EXERCISE GOAL
Transcribe every line that follows verbatim, keeping each character, space, and line break unchanged.

THE RECORDS
........

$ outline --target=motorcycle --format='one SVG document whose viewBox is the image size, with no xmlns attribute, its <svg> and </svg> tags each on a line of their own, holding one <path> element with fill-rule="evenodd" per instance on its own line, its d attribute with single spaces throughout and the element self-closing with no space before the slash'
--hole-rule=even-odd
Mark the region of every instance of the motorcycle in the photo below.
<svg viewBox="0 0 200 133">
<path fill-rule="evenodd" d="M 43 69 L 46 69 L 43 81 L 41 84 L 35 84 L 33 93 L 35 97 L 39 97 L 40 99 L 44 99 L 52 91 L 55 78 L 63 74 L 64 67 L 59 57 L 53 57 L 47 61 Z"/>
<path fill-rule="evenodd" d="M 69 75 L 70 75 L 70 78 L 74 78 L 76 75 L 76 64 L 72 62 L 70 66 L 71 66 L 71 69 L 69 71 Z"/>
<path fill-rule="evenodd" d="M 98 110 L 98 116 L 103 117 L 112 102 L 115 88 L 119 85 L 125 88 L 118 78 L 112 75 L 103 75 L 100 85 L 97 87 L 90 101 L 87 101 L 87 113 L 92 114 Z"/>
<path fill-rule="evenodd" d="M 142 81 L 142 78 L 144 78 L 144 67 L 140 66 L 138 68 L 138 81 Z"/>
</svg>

........

ANSWER
$ outline --target=motorcycle --format='one SVG document whose viewBox is the image size, with no xmlns attribute, its <svg> and </svg> tags each on a line of their own, holding one <path> element with fill-rule="evenodd" per instance on its own line, its d attribute with single spaces throughout and the element self-closing with no space before the slash'
--hole-rule=even-odd
Mark the region of every instance of the motorcycle in the photo below.
<svg viewBox="0 0 200 133">
<path fill-rule="evenodd" d="M 43 69 L 46 69 L 43 81 L 41 84 L 35 84 L 33 93 L 35 97 L 39 97 L 40 99 L 44 99 L 52 91 L 55 78 L 63 74 L 64 67 L 59 57 L 53 57 L 47 61 Z"/>
<path fill-rule="evenodd" d="M 69 75 L 70 75 L 70 78 L 74 78 L 76 75 L 76 64 L 72 62 L 70 66 L 71 66 L 71 69 L 69 71 Z"/>
<path fill-rule="evenodd" d="M 98 110 L 98 116 L 103 117 L 112 102 L 115 88 L 119 85 L 125 88 L 118 78 L 112 75 L 103 75 L 100 85 L 97 87 L 90 101 L 87 101 L 87 113 L 92 114 Z"/>
<path fill-rule="evenodd" d="M 142 81 L 142 78 L 144 78 L 144 67 L 140 66 L 138 68 L 138 81 Z"/>
</svg>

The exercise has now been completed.